Prompt → Once you reach the line containing "Target: cattail stalk" in the entries below, write out that line and each one after it down to the line containing "Target: floating lily pad", exactly and with nothing added.

Exercise materials →
* * *

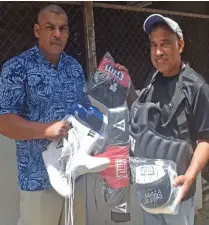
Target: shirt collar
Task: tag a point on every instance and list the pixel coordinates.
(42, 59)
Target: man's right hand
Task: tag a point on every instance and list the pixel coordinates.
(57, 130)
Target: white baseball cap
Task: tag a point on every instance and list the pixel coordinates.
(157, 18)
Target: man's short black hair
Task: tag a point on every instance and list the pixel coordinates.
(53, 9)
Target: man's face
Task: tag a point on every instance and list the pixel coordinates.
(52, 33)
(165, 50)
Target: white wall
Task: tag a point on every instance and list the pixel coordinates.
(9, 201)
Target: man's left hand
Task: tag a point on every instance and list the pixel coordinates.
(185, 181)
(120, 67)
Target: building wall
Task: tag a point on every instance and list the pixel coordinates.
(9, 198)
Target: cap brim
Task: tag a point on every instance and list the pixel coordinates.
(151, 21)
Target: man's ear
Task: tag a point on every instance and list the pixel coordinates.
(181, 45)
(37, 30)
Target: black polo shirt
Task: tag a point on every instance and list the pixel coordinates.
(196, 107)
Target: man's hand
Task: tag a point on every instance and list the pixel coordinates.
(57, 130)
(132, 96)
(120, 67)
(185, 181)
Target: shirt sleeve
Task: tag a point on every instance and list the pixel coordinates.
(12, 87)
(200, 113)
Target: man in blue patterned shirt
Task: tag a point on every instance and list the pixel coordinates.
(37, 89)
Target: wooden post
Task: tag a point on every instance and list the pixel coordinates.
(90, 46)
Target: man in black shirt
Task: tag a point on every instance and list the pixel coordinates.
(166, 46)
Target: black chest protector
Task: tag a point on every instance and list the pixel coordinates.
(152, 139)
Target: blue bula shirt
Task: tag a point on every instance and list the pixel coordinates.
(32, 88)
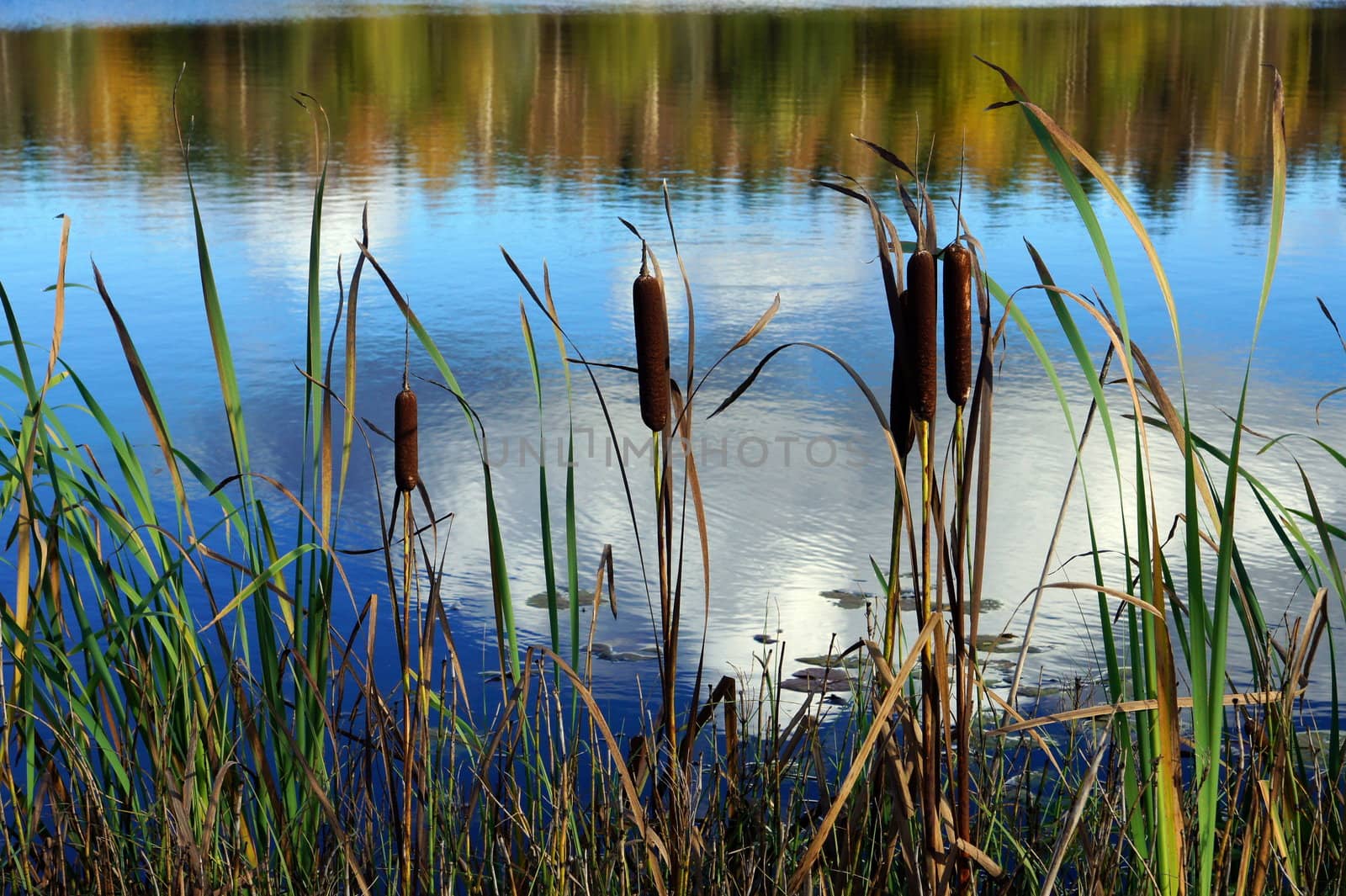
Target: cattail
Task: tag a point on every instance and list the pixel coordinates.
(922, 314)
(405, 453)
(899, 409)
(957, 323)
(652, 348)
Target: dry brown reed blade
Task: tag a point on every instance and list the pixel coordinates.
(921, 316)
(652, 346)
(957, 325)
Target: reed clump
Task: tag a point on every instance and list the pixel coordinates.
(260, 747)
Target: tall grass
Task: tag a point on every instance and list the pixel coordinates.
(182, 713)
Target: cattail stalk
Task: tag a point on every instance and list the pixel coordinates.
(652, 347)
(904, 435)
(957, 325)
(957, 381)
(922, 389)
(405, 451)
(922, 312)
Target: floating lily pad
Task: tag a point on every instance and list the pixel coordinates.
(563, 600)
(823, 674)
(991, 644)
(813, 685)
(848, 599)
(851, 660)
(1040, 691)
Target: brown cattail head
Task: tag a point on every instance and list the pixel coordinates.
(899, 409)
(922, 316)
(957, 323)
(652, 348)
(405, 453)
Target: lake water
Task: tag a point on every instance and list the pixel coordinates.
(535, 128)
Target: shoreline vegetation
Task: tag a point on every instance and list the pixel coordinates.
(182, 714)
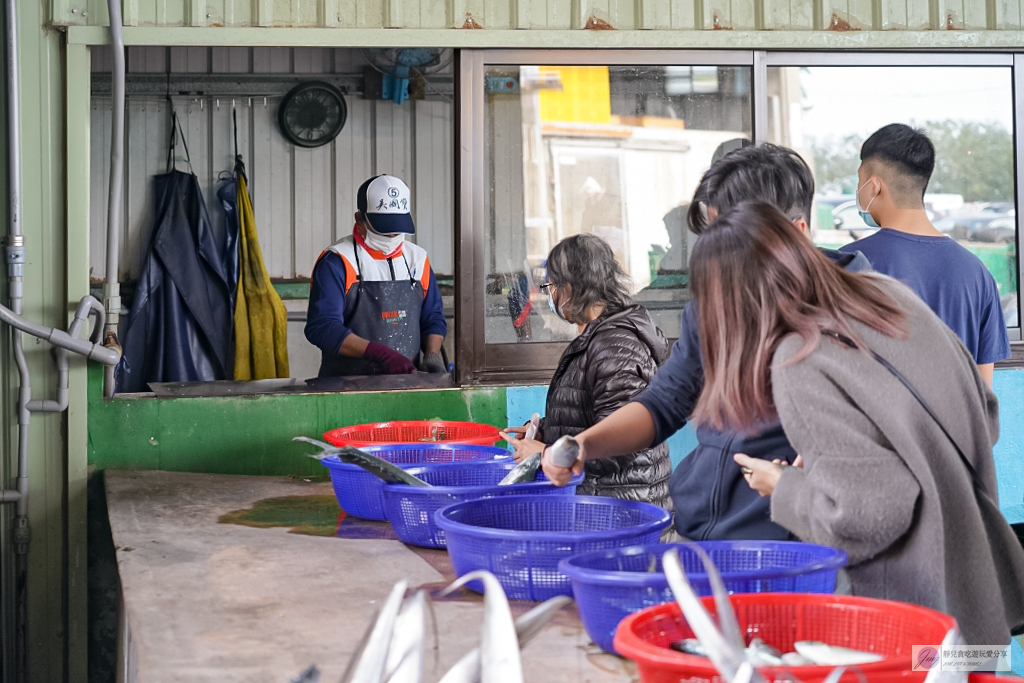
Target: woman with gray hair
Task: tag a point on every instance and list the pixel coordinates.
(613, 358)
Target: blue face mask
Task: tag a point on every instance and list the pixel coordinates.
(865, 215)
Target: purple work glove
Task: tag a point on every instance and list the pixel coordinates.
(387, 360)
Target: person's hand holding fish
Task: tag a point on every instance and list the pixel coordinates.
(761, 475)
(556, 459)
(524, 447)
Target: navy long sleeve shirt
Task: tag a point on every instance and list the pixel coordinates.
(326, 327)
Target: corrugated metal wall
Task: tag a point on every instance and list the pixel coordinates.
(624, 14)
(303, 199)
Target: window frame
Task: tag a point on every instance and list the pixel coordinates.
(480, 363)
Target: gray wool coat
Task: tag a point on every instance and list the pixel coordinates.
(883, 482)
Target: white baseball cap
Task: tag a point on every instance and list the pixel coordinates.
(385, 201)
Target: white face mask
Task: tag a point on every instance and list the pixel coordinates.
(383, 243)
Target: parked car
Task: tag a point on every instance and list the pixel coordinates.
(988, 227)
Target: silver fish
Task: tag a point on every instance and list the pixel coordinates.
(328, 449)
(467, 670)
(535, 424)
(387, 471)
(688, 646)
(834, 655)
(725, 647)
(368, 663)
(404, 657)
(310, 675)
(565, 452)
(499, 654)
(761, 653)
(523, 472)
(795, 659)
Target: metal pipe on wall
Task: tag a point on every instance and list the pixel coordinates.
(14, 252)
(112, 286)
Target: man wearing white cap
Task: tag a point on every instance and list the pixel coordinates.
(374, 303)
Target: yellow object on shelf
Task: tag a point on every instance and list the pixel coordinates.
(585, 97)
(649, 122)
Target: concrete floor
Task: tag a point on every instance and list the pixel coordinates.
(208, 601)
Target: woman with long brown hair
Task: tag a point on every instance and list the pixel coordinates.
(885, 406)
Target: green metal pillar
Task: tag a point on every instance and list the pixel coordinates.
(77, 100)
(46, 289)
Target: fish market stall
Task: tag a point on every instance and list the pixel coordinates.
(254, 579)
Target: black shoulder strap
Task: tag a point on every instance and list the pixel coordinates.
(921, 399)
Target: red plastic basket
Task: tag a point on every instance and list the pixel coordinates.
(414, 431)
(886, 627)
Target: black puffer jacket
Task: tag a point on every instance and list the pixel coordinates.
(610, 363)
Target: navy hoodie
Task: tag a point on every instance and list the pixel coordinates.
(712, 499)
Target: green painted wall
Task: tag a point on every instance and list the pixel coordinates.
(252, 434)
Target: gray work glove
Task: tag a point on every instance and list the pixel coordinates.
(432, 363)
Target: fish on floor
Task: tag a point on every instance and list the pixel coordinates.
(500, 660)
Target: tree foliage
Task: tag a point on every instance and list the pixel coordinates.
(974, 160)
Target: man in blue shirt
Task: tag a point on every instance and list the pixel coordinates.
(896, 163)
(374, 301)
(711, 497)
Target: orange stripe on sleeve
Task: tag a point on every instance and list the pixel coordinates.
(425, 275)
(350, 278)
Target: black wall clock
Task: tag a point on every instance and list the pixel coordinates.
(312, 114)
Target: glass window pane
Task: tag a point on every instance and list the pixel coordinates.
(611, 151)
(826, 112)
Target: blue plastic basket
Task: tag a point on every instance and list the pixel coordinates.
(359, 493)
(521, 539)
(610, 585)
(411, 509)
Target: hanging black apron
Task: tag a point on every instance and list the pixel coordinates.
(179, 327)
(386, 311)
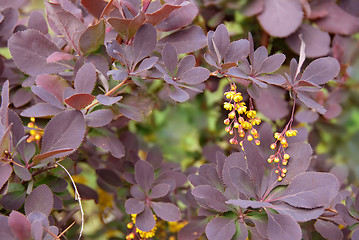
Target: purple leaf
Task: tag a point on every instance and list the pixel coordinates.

* * *

Task output →
Target: cattail stalk
Task: tag a point on every instance and list the pixel coordinates.
(652, 347)
(904, 435)
(957, 325)
(957, 381)
(922, 389)
(405, 451)
(922, 312)
Target: floating lily pad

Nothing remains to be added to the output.